*Given entries*:
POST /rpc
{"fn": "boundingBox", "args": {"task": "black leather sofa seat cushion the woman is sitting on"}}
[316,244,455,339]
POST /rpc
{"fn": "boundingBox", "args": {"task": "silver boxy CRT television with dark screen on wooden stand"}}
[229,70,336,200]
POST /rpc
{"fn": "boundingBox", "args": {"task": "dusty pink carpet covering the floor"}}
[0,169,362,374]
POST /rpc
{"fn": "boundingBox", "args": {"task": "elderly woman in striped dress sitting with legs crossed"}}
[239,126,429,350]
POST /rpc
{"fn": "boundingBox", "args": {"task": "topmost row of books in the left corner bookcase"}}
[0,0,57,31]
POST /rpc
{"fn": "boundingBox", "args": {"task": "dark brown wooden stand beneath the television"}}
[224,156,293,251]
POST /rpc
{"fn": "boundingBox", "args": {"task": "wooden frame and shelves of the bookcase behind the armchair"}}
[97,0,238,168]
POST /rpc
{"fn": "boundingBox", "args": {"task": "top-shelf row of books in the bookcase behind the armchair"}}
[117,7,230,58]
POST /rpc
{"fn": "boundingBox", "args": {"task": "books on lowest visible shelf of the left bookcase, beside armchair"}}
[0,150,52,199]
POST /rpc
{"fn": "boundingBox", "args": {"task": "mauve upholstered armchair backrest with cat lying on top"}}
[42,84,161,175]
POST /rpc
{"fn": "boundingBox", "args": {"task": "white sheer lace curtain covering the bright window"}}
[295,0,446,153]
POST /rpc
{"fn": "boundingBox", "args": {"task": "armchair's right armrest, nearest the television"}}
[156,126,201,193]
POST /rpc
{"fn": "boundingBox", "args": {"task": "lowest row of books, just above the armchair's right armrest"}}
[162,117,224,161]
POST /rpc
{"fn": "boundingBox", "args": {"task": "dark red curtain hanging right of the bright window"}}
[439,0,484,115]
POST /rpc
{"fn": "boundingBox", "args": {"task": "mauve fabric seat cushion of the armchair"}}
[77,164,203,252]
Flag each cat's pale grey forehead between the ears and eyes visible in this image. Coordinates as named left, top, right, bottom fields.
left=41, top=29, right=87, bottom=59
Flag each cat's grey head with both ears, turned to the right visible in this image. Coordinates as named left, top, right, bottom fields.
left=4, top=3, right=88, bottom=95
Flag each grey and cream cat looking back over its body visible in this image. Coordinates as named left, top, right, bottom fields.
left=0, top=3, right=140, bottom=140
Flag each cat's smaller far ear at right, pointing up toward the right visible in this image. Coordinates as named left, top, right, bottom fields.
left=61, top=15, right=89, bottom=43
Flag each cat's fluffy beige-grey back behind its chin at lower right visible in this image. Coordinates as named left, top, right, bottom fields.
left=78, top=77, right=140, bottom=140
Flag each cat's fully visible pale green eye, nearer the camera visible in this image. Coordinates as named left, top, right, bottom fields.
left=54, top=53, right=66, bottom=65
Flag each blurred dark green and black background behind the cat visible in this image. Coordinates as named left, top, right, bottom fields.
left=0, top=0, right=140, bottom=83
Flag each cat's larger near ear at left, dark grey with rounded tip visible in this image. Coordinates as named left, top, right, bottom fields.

*Problem to work on*: Your answer should be the listing itself, repeated exactly.

*Answer*:
POST /rpc
{"fn": "boundingBox", "args": {"task": "black leather sofa seat cushion the woman is sitting on"}}
[316,244,455,339]
POST /rpc
{"fn": "boundingBox", "args": {"task": "silver boxy CRT television with dark screen on wooden stand"}}
[229,70,336,200]
POST /rpc
{"fn": "boundingBox", "args": {"task": "dusty pink carpet covering the floor"}}
[0,169,362,374]
POST /rpc
{"fn": "boundingBox", "args": {"task": "elderly woman in striped dress sitting with legs crossed"}}
[239,126,429,350]
POST /rpc
{"fn": "boundingBox", "args": {"task": "topmost row of books in the left corner bookcase"}}
[0,0,57,31]
POST /rpc
{"fn": "boundingBox", "args": {"task": "dark brown wooden stand beneath the television"}}
[224,156,293,251]
POST /rpc
{"fn": "boundingBox", "args": {"task": "wooden frame and shelves of the bookcase behind the armchair"}}
[97,0,238,168]
POST /rpc
{"fn": "boundingBox", "args": {"task": "top-shelf row of books in the bookcase behind the armchair"}}
[117,7,230,58]
POST /rpc
{"fn": "boundingBox", "args": {"task": "books on lowest visible shelf of the left bookcase, beside armchair"}}
[0,150,52,199]
POST /rpc
{"fn": "boundingBox", "args": {"task": "mauve upholstered armchair backrest with cat lying on top"}}
[42,84,161,175]
POST /rpc
{"fn": "boundingBox", "args": {"task": "white sheer lace curtain covering the bright window"}}
[295,0,446,153]
POST /rpc
{"fn": "boundingBox", "args": {"task": "armchair's right armrest, nearest the television"}}
[156,126,201,193]
POST /rpc
{"fn": "boundingBox", "args": {"task": "lowest row of books, just above the armchair's right armrest"}}
[162,117,224,161]
POST /rpc
{"fn": "boundingBox", "args": {"task": "dark red curtain hanging right of the bright window"}}
[439,0,484,115]
POST /rpc
{"fn": "boundingBox", "args": {"task": "mauve fabric seat cushion of the armchair"}}
[77,164,203,252]
Flag each cat's pale grey forehead between the ears and eyes visible in this image. Coordinates as named left, top, right, bottom fields.
left=41, top=29, right=87, bottom=59
Flag each cat's grey head with both ears, turned to the right visible in this image. Coordinates as named left, top, right, bottom fields.
left=4, top=3, right=88, bottom=95
Flag each grey and cream cat looking back over its body visible in this image. Coordinates as named left, top, right, bottom fields.
left=0, top=3, right=140, bottom=140
Flag each cat's smaller far ear at right, pointing up toward the right visible in this image. Coordinates as named left, top, right, bottom fields.
left=61, top=15, right=89, bottom=43
Flag each cat's fluffy beige-grey back behind its chin at lower right visible in this image. Coordinates as named left, top, right, bottom fields.
left=78, top=77, right=140, bottom=140
Flag each cat's fully visible pale green eye, nearer the camera visible in this image. Coordinates as named left, top, right, bottom fields.
left=54, top=53, right=66, bottom=65
Flag each blurred dark green and black background behind the cat visible in this image. Coordinates as named left, top, right, bottom fields.
left=0, top=0, right=140, bottom=83
Flag each cat's larger near ear at left, dark grey with rounded tip visible in this image. Coordinates as named left, top, right, bottom fields.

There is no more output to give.